(Lines of data)
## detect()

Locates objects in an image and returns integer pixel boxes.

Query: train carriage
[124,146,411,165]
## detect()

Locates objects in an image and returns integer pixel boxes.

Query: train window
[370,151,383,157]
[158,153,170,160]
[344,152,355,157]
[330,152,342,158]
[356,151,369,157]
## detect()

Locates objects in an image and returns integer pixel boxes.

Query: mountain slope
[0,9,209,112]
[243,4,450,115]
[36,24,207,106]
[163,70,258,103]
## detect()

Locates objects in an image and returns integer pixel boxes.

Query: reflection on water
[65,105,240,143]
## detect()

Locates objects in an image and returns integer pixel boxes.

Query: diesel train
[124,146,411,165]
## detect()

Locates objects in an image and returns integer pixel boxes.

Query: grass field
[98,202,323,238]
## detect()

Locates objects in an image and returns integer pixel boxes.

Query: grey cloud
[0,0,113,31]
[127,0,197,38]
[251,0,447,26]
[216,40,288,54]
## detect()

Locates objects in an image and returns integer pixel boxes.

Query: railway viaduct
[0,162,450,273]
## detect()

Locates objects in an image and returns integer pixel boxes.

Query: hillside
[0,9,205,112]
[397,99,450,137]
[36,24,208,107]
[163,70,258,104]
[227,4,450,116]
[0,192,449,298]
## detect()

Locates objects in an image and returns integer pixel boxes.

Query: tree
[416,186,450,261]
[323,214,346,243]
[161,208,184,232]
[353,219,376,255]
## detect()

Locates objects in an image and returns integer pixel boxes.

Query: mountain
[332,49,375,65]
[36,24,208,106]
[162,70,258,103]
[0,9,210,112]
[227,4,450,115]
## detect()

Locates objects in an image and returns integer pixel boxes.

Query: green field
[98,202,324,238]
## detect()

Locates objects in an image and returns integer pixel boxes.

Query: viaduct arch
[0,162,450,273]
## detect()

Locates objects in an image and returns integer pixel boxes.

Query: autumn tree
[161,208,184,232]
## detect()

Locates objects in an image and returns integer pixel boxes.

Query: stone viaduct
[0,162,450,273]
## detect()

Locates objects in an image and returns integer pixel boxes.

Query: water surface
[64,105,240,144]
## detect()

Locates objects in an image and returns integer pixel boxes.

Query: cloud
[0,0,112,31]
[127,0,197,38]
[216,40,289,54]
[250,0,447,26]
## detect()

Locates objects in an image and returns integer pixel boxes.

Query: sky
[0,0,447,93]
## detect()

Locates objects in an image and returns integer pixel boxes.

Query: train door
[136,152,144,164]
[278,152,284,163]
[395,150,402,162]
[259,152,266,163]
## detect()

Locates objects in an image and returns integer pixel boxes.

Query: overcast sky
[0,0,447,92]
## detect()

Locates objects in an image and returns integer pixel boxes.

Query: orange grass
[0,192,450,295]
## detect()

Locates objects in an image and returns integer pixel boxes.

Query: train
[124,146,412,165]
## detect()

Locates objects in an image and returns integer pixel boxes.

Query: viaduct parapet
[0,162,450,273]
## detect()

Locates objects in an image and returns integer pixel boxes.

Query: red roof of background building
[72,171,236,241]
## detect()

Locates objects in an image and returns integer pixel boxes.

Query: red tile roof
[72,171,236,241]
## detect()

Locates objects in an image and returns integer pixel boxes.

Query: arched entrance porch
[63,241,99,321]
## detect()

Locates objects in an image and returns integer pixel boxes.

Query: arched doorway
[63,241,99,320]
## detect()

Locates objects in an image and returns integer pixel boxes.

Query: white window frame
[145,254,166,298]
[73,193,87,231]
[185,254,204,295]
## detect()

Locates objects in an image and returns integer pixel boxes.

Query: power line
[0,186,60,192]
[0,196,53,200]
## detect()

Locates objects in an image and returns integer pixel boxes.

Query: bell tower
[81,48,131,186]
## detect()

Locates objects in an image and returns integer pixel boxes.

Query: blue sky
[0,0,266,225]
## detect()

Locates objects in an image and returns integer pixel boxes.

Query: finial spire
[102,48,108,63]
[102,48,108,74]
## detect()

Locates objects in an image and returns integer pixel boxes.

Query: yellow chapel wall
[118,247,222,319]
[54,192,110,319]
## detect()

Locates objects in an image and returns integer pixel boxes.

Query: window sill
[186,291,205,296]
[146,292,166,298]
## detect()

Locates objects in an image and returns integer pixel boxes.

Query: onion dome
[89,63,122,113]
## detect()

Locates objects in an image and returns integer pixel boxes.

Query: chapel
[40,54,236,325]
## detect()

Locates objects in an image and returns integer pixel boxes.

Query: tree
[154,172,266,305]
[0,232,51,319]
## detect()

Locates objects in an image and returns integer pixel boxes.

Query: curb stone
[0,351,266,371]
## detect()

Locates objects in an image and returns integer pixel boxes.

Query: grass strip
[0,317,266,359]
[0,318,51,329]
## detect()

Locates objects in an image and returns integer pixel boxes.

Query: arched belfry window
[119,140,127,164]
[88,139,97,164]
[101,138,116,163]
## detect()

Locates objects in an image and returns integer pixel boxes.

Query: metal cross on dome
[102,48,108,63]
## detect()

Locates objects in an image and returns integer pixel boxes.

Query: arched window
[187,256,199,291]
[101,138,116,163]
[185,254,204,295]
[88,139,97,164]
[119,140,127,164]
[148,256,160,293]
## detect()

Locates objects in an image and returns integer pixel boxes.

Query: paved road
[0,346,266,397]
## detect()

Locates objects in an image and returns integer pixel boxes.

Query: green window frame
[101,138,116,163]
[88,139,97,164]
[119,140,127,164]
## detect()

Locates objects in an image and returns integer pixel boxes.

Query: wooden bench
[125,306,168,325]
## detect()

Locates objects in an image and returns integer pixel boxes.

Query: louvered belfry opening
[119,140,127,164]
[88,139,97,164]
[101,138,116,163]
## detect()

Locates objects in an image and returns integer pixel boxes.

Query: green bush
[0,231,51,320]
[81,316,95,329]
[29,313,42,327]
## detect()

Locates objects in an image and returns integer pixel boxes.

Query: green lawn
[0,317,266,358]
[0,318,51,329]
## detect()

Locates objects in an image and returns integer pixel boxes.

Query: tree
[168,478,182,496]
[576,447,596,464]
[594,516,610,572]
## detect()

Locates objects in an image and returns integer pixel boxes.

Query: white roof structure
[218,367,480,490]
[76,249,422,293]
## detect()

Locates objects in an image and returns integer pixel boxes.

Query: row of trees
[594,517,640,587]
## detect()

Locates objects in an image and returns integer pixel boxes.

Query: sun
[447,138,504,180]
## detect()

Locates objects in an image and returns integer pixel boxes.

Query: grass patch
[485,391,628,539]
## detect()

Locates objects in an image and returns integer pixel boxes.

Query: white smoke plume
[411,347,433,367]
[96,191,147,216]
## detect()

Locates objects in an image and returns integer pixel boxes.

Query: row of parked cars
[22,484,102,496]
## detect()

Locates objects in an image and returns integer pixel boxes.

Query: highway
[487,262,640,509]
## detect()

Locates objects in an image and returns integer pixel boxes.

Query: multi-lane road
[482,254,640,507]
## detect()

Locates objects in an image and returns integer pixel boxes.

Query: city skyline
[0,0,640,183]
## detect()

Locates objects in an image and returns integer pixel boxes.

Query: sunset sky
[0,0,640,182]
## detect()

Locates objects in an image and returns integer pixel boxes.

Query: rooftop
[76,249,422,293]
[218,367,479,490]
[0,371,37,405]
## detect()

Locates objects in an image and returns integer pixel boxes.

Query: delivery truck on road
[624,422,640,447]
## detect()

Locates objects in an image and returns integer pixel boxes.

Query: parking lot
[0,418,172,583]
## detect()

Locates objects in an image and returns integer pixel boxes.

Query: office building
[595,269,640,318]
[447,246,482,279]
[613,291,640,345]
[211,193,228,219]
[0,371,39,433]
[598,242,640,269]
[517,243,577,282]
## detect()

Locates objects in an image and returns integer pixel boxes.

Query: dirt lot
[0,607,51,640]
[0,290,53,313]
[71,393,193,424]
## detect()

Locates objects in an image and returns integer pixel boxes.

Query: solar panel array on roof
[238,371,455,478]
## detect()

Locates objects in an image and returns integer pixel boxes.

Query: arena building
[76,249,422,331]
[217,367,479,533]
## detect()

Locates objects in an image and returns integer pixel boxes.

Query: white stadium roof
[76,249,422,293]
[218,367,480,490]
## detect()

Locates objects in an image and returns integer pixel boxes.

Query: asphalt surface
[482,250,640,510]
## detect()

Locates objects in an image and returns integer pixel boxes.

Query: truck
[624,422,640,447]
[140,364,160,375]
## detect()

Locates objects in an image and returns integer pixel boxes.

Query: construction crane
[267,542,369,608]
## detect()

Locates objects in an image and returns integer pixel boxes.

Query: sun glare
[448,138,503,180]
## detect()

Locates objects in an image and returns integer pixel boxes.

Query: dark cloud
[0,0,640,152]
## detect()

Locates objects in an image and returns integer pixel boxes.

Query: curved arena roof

GOAL: Which of the lines above contain the word "green"? List each one, treating uppercase and lowercase as different.

PROBLEM SOLUTION:
Query: green field
Query: green window frame
Query: green bush
Query: green lawn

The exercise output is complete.